Without including any pictures, write out all the entries exactly.

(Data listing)

- - -

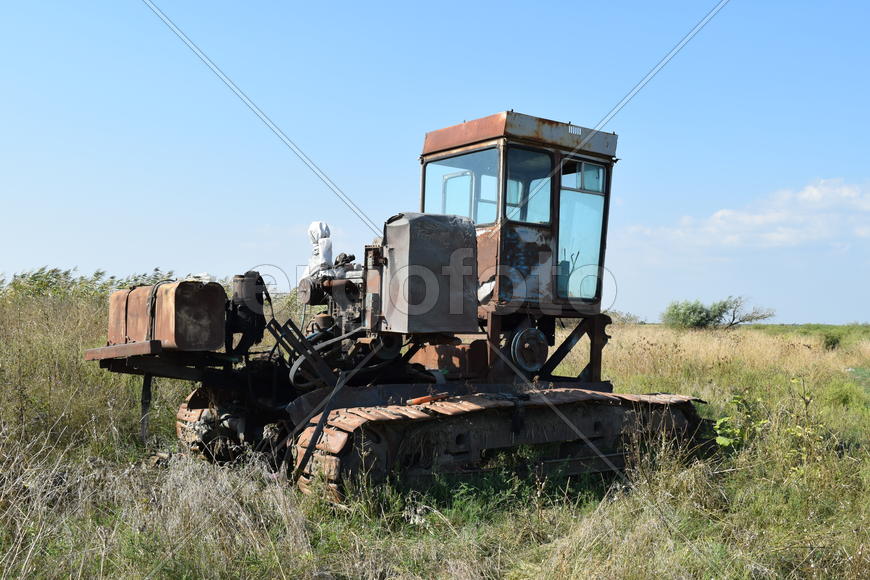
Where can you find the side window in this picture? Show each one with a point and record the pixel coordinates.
(581, 221)
(456, 193)
(465, 185)
(528, 187)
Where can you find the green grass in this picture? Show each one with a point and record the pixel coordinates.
(845, 334)
(787, 499)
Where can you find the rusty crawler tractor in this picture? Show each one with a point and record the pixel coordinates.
(432, 354)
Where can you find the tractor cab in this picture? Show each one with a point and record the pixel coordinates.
(538, 192)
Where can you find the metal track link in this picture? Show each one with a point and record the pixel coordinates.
(457, 435)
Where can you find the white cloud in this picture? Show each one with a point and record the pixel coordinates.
(828, 210)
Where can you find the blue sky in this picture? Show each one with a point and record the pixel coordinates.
(744, 163)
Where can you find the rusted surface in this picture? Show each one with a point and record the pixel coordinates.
(188, 315)
(519, 126)
(124, 350)
(465, 133)
(454, 433)
(455, 361)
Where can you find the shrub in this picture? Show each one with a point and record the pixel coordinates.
(722, 314)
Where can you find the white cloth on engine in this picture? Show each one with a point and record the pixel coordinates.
(320, 261)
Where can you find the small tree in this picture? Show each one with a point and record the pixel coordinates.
(722, 314)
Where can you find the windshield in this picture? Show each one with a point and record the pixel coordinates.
(465, 185)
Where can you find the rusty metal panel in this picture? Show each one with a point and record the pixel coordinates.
(188, 315)
(465, 133)
(430, 278)
(331, 440)
(124, 350)
(564, 135)
(455, 361)
(519, 126)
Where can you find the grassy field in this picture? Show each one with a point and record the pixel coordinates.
(785, 497)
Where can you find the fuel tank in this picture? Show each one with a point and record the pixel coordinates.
(187, 315)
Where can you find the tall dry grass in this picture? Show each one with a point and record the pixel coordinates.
(78, 496)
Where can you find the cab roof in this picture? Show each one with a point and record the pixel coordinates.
(524, 127)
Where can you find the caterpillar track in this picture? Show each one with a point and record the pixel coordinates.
(575, 431)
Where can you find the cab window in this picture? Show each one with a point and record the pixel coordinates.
(465, 185)
(527, 194)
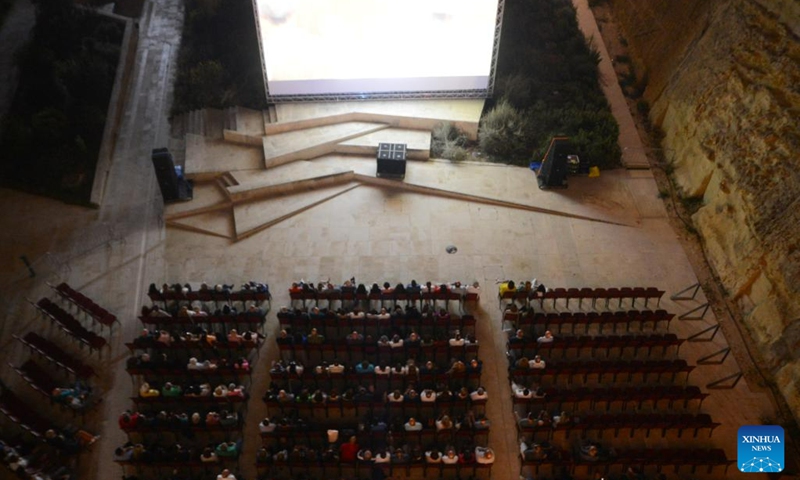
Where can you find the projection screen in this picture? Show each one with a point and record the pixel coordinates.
(323, 49)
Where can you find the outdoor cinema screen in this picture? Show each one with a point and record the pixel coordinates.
(374, 47)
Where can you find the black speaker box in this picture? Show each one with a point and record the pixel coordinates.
(553, 172)
(165, 174)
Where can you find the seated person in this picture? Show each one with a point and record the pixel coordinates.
(589, 452)
(532, 453)
(546, 338)
(145, 391)
(267, 426)
(433, 456)
(484, 455)
(450, 457)
(170, 390)
(412, 425)
(504, 287)
(208, 456)
(227, 450)
(479, 395)
(537, 362)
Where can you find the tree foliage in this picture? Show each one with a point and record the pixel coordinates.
(547, 85)
(219, 63)
(53, 131)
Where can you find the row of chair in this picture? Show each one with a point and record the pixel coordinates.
(69, 324)
(350, 297)
(357, 470)
(331, 324)
(342, 380)
(636, 396)
(624, 369)
(617, 422)
(183, 374)
(37, 377)
(21, 413)
(86, 304)
(372, 408)
(55, 355)
(558, 320)
(372, 439)
(640, 458)
(240, 320)
(633, 293)
(574, 345)
(150, 343)
(342, 350)
(209, 296)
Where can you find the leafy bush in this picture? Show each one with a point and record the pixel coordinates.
(548, 85)
(219, 63)
(449, 142)
(53, 131)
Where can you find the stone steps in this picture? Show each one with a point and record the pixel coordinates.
(310, 143)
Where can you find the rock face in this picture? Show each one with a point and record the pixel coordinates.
(724, 85)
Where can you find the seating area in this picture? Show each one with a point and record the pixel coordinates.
(172, 297)
(608, 346)
(32, 460)
(601, 320)
(191, 376)
(527, 294)
(71, 326)
(603, 383)
(688, 459)
(556, 398)
(74, 397)
(85, 304)
(375, 380)
(56, 356)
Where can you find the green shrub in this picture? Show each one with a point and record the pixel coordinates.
(219, 64)
(448, 142)
(503, 133)
(53, 132)
(548, 80)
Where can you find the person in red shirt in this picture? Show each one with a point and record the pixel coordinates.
(348, 451)
(128, 419)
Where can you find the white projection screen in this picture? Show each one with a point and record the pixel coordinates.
(318, 49)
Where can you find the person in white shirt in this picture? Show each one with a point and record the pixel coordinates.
(484, 455)
(396, 342)
(412, 425)
(537, 362)
(267, 426)
(226, 475)
(520, 391)
(457, 340)
(428, 395)
(450, 457)
(335, 367)
(382, 457)
(395, 397)
(478, 395)
(433, 456)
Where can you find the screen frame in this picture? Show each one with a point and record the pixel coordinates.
(386, 95)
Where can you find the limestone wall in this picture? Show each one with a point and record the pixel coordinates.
(724, 85)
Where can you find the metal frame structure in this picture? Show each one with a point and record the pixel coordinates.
(424, 95)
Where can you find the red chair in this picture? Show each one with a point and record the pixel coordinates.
(572, 293)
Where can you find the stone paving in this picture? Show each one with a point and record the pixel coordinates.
(112, 255)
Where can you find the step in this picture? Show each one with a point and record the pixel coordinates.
(418, 143)
(310, 143)
(231, 114)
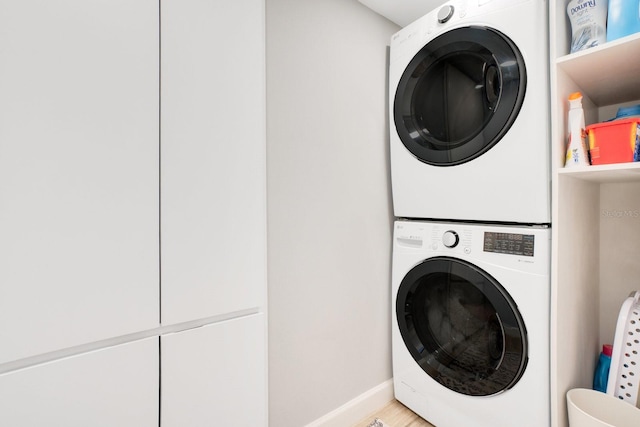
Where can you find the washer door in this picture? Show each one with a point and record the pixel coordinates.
(459, 95)
(461, 327)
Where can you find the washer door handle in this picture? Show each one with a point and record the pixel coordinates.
(445, 13)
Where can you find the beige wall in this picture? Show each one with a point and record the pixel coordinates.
(329, 206)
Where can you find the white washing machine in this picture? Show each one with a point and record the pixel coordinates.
(470, 323)
(469, 113)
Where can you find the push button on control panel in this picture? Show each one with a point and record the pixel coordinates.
(450, 239)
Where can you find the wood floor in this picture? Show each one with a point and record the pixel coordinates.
(395, 414)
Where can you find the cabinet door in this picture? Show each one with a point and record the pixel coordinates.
(215, 375)
(116, 386)
(78, 172)
(213, 158)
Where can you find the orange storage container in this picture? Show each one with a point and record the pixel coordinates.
(614, 142)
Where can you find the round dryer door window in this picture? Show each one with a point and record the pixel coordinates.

- - -

## Result of the exercise
Where can you find the side window in this picture? Show each one with a point and record the pixel coordinates.
(581, 221)
(456, 193)
(465, 185)
(528, 187)
Where can you find the green grass in this picture? Show each one with a point and record the pixel coordinates.
(845, 334)
(787, 499)
Where can you find the rusty crawler tractor in this picture? Show each one with a point and record the pixel coordinates.
(432, 354)
Where can you find the tractor cab in this picture? Show each one with a point and record the pixel coordinates.
(538, 192)
Where can you find the metal track link in this picture? Show each one with a point and record the pixel coordinates.
(457, 435)
Where can you find the white cloud in this picture? Show each one with a point and record the pixel coordinates.
(828, 210)
Where can you find the blue sky in this picture? Show each one with a point and record the pixel coordinates.
(744, 163)
Where can you find the rusted surface in this picture? Show each one with a point and record the pixel coordinates.
(188, 315)
(519, 126)
(124, 350)
(465, 133)
(454, 433)
(455, 361)
Where can you find the shrub in this picture? Show each one with a point and record the pixel coordinates.
(722, 314)
Where can you find the white cloth on engine in this picture? Show each one with a point and record the pixel coordinates.
(320, 261)
Where can you find the small tree in this picture? Show each one with a point and record the pixel coordinates.
(722, 314)
Where can you find the windshield in this picture? Show each one with a point and record the pixel coordinates.
(465, 185)
Where can you find the rusty metal panel in this picture? Show each one with a point and record the pixel coordinates.
(188, 315)
(465, 133)
(430, 278)
(331, 440)
(124, 350)
(564, 135)
(455, 361)
(519, 126)
Where can you find the grassy field in this picture? Show each one with a point and record the pixel coordinates.
(785, 497)
Where can you find the fuel tank in this picture? Show each one with a point and record the pixel coordinates.
(187, 315)
Where can you find the tall dry grass in this picture? Show each one with a point and record the pixel coordinates.
(78, 496)
Where can you find the cab roof in this picture? Show each one with a point and record the pixel coordinates.
(524, 127)
Where can you find the caterpillar track in this picture? Show each one with a point and record the pixel coordinates.
(575, 431)
Where can you find the cab window in this picture? Show each one with a point and record the pixel coordinates.
(465, 185)
(527, 194)
Where can you find the projection screen in this picture? Show each one with a point and record the pixel coordinates.
(323, 49)
Where can you find the outdoor cinema screen in this picture? Show each one with a point and record the pixel coordinates.
(374, 47)
Where can you find the black speaker box in this picture? Show each one with a point and record the pixel coordinates.
(553, 172)
(165, 174)
Where can you find the seated person in this picture? Show each one with a point and record the pixel coordinates.
(589, 452)
(532, 453)
(546, 338)
(145, 391)
(267, 426)
(433, 456)
(484, 455)
(450, 457)
(170, 390)
(412, 425)
(504, 287)
(208, 456)
(227, 450)
(479, 395)
(537, 362)
Where can you find the tree foliage in this picture? Show each one with a point and record the pixel coordinates.
(547, 85)
(219, 63)
(53, 131)
Where can you find the row of chair in this picture? Show each one with a point and record the pixel coordinates.
(69, 324)
(350, 297)
(357, 470)
(331, 324)
(342, 380)
(636, 396)
(624, 369)
(617, 422)
(183, 374)
(37, 377)
(21, 413)
(86, 304)
(372, 408)
(55, 355)
(558, 320)
(372, 439)
(640, 458)
(240, 320)
(633, 293)
(574, 345)
(150, 343)
(342, 350)
(209, 296)
Where can you find the leafy bush in this picture? Show each one with a point and record the pixel coordinates.
(548, 85)
(219, 63)
(449, 142)
(53, 131)
Where can you find the stone steps in this picture? Show each one with a point and record the pixel coordinates.
(310, 143)
Where can you find the rock face in this picture? Show each one with a point and record the pixel coordinates.
(724, 85)
Where can you find the seating area in this picture? Show each one with a point and record the pixel coordinates.
(172, 297)
(608, 346)
(32, 460)
(601, 320)
(191, 376)
(527, 294)
(71, 326)
(603, 383)
(688, 459)
(556, 398)
(74, 397)
(85, 304)
(375, 380)
(56, 356)
Where can you find the green shrub in this picture? Show each one with a point and record the pixel coordinates.
(219, 64)
(448, 142)
(503, 133)
(53, 132)
(548, 80)
Where can you find the person in red shirt in this picture? Show each one with a point and record the pixel coordinates.
(348, 451)
(128, 419)
Where can you find the white projection screen in this picture? Show each one with a point and record the pixel coordinates.
(318, 49)
Where can you find the person in white shirt in this picture? Show each one with a point and record the pixel coordinates.
(484, 455)
(396, 342)
(412, 425)
(537, 362)
(267, 426)
(226, 475)
(520, 391)
(457, 340)
(428, 395)
(450, 457)
(335, 367)
(382, 457)
(395, 397)
(478, 395)
(433, 456)
Where can you find the screen frame in this picture? Show each one with a point and record the pixel coordinates.
(386, 95)
Where can you find the limestone wall in this picture? Show each one with a point and record the pixel coordinates.
(724, 85)
Where can you find the metal frame structure in this picture? Show each one with a point and record the pixel coordinates.
(424, 95)
Where can you find the red chair in this picture? Show each one with a point and record the pixel coordinates.
(572, 293)
Where can you find the stone paving in this picture? Show each one with a point and record the pixel coordinates.
(112, 255)
Where can you find the step in this picture? Show each one with a point and record the pixel coordinates.
(418, 143)
(310, 143)
(231, 114)
Where can you find the washer door in this picture? Show each one with a point and record the pixel coordinates.
(459, 95)
(461, 327)
Where can you find the washer door handle in this picture? Show each one with a point and record the pixel coordinates.
(445, 13)
Where can you find the beige wall in this picture? Show each one with a point and record the pixel coordinates.
(329, 206)
Where can you find the white washing machine in this picture? Show each one with a point and record the pixel coordinates.
(470, 323)
(469, 113)
Where can you find the push button on control panel in this picture? Show each one with a point and record the pixel coordinates.
(450, 239)
Where can you find the wood floor in this picture? Show each one with a point and record the pixel coordinates.
(395, 414)
Where can you find the cabinet door in this picture? Show each one with a point and record the pixel coordinates.
(215, 375)
(116, 386)
(78, 172)
(213, 158)
Where can you find the orange storage container in this picture? Show each one with a point and record the pixel coordinates.
(614, 142)
Where can you find the round dryer door window in this picture? Show each one with a point and record the pixel coordinates.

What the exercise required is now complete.